» Exercise description: Could you reproduce, exactly as written, every line from the one containing "In this exercise you will indicate the apartment" through the last line of the records, and nothing else?

» Given entries:

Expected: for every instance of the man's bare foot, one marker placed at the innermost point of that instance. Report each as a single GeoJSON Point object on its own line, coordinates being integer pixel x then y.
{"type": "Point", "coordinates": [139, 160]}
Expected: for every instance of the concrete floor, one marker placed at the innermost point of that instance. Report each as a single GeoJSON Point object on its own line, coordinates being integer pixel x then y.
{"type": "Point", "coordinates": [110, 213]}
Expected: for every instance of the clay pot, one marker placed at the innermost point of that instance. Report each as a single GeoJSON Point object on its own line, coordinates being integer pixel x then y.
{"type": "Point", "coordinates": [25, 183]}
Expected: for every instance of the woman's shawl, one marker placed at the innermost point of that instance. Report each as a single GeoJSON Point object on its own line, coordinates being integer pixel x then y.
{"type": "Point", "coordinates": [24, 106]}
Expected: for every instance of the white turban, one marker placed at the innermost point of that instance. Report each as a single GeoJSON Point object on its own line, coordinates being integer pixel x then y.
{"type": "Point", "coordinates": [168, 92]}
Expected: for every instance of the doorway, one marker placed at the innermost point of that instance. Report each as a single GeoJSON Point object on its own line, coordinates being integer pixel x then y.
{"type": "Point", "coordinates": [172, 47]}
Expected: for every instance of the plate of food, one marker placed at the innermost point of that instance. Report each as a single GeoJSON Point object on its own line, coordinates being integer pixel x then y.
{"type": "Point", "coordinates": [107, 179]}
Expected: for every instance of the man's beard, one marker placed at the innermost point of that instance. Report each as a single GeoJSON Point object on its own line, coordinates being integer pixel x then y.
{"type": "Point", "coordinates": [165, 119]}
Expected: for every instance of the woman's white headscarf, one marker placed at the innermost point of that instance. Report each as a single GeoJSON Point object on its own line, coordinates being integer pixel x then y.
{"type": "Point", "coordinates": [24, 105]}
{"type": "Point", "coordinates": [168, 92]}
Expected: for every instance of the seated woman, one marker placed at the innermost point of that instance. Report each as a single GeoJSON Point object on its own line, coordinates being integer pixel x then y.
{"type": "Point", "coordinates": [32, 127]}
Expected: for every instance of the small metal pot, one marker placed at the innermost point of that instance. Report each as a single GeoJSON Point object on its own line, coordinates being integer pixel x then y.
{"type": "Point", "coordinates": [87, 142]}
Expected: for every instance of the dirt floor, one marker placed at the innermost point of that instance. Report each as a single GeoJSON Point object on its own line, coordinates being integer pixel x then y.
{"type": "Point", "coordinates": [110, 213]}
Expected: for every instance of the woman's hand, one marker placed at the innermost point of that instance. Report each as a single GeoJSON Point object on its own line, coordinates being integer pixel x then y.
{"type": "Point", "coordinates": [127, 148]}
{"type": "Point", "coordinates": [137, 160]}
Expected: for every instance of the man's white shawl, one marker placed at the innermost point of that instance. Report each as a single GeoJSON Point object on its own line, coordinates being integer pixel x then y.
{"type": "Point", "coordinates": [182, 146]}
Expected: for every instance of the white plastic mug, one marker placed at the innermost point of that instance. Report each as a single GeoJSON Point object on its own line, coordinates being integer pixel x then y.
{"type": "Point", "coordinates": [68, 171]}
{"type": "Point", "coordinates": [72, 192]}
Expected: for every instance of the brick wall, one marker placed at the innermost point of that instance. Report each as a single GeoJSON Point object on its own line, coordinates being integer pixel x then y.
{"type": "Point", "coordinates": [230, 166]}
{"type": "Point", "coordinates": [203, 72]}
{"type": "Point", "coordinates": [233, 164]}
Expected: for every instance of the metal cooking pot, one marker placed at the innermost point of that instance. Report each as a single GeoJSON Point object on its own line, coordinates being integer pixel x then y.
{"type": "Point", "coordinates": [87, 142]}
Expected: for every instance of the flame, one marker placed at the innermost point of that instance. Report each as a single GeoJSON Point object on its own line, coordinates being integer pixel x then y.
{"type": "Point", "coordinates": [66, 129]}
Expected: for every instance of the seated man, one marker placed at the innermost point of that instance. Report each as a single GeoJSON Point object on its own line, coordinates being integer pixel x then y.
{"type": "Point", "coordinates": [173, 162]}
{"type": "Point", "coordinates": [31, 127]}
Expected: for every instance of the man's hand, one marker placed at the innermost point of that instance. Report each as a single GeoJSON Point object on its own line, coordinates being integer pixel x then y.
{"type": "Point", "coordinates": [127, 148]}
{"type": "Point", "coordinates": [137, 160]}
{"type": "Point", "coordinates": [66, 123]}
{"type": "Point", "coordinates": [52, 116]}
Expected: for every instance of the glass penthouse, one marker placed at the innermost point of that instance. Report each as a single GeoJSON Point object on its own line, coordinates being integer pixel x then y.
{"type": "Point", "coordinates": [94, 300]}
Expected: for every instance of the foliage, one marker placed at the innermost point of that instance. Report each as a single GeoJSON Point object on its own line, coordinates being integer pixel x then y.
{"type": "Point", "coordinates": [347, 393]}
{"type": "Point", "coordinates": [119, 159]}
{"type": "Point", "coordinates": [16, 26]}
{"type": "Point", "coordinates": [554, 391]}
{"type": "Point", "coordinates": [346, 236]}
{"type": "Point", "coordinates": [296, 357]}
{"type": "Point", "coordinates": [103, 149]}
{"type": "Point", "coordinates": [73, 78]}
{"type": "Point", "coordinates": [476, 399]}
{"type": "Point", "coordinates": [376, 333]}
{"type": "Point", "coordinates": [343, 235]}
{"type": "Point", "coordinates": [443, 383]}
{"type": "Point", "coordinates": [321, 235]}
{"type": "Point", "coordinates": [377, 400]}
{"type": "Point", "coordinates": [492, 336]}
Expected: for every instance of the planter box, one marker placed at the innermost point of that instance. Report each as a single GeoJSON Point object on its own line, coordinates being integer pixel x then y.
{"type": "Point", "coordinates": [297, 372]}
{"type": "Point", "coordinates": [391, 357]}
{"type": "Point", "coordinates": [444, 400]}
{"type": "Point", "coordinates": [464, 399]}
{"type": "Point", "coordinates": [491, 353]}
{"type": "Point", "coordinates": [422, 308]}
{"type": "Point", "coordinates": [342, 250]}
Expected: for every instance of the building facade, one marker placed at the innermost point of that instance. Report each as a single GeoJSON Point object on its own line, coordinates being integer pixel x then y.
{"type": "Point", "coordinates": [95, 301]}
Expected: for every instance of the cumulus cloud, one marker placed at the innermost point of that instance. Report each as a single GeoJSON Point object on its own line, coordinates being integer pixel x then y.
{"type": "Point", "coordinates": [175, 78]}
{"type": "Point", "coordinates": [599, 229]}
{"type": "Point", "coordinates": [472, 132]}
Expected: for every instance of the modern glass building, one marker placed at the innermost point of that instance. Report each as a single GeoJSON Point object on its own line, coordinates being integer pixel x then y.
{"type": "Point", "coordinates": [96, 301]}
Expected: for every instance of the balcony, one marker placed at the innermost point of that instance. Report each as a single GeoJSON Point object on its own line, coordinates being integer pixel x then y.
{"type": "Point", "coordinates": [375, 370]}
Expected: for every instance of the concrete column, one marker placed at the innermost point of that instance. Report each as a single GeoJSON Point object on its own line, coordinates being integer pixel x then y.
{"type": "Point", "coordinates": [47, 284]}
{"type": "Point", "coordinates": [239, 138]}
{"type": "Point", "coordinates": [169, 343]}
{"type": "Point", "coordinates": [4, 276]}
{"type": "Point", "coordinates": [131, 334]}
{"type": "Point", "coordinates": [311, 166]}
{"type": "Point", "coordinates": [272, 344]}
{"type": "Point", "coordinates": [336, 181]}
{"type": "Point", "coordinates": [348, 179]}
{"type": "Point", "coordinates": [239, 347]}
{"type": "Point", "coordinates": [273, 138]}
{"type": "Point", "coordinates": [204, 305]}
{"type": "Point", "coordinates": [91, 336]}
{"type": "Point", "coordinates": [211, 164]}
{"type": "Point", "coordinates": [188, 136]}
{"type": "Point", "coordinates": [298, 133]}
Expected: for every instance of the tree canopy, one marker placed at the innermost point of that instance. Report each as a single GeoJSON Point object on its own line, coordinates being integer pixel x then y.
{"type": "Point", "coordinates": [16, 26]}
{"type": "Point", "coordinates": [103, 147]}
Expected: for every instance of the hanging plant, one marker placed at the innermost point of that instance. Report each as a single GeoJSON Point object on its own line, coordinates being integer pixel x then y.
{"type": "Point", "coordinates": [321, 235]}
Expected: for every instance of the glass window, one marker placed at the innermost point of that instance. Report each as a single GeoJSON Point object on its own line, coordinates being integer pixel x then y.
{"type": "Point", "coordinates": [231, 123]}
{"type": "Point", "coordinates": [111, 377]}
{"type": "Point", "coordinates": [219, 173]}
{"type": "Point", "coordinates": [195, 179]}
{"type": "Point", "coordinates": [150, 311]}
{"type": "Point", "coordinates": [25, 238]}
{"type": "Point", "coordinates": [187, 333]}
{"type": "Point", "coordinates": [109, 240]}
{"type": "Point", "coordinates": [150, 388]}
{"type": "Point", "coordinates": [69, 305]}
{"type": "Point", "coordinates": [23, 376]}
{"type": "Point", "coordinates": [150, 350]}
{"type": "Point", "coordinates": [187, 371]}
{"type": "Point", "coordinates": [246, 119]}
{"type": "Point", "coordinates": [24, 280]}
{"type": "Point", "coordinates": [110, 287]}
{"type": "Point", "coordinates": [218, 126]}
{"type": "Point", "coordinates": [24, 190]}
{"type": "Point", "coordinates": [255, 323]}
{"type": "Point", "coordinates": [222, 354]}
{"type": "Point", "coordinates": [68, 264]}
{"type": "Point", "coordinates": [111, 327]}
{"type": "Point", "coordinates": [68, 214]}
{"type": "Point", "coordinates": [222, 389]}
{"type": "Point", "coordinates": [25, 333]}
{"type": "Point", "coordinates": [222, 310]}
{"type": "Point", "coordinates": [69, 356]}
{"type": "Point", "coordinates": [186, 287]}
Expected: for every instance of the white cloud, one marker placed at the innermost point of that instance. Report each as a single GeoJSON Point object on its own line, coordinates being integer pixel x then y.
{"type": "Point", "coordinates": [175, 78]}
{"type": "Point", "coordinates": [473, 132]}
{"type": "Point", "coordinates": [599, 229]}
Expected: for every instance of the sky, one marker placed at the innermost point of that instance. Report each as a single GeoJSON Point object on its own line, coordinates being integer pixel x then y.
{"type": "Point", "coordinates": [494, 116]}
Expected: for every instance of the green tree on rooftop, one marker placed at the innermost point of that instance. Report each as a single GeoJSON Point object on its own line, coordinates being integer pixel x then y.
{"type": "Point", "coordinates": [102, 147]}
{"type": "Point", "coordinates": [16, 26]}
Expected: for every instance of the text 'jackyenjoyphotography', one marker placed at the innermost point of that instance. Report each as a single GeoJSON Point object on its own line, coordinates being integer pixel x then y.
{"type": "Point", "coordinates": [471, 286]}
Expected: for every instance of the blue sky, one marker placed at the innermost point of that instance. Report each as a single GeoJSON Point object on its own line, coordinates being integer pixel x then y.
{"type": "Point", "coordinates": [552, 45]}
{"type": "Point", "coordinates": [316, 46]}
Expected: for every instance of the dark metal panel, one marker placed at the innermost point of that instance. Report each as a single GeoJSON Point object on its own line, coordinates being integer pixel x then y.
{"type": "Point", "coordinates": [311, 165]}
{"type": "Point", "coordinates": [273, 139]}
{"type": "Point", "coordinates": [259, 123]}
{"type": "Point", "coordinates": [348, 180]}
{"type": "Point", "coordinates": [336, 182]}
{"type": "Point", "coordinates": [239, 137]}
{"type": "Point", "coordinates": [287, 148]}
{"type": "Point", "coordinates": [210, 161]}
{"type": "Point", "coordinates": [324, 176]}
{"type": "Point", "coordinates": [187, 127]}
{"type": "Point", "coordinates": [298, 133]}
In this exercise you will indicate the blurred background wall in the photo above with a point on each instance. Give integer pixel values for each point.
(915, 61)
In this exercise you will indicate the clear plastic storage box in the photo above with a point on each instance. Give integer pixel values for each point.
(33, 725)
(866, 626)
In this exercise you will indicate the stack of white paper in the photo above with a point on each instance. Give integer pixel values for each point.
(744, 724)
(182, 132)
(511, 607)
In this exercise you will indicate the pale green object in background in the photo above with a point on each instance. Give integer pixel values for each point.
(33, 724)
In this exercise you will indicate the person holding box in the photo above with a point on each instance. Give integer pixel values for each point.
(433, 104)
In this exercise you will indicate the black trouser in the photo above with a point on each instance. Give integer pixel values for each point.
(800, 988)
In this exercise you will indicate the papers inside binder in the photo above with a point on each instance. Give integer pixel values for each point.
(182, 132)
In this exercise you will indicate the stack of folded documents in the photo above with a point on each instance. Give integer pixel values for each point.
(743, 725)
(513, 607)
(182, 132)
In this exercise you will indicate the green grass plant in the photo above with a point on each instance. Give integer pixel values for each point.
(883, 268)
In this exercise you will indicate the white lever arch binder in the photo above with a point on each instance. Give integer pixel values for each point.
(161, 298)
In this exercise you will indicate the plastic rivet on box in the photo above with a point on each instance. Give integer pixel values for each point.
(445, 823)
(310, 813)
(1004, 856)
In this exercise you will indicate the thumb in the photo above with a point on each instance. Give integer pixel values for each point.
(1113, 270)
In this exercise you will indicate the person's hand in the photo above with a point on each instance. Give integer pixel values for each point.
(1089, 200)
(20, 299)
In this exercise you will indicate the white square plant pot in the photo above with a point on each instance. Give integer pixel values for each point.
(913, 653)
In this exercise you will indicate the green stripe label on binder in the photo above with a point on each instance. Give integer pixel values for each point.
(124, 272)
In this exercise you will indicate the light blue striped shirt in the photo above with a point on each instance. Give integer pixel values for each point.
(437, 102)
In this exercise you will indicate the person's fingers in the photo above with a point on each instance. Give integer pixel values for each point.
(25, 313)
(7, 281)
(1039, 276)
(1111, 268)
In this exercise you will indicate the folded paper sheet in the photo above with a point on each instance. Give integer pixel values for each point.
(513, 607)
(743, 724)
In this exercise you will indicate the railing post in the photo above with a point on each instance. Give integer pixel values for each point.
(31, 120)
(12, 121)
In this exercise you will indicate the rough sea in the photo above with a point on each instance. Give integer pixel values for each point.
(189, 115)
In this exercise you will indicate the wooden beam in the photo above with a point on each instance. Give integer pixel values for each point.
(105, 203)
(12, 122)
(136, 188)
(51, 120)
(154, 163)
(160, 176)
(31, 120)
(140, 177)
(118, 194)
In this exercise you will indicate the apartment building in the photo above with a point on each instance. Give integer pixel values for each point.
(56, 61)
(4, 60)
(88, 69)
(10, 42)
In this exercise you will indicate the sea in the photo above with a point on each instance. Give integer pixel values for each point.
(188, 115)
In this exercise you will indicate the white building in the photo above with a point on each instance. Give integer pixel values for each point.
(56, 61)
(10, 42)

» Output for this exercise:
In this exercise you will indicate the apartment building in the photo above with a point on each instance. Give integer pixel values for each point.
(56, 61)
(4, 60)
(88, 69)
(10, 42)
In this exercise you will indicate the sea in the photo above with a point on each instance. Give integer pixel values for each point.
(188, 115)
In this exercise you will indicate the white building in the photo above with a point on each instance. Give integer pixel values for each point.
(56, 61)
(10, 42)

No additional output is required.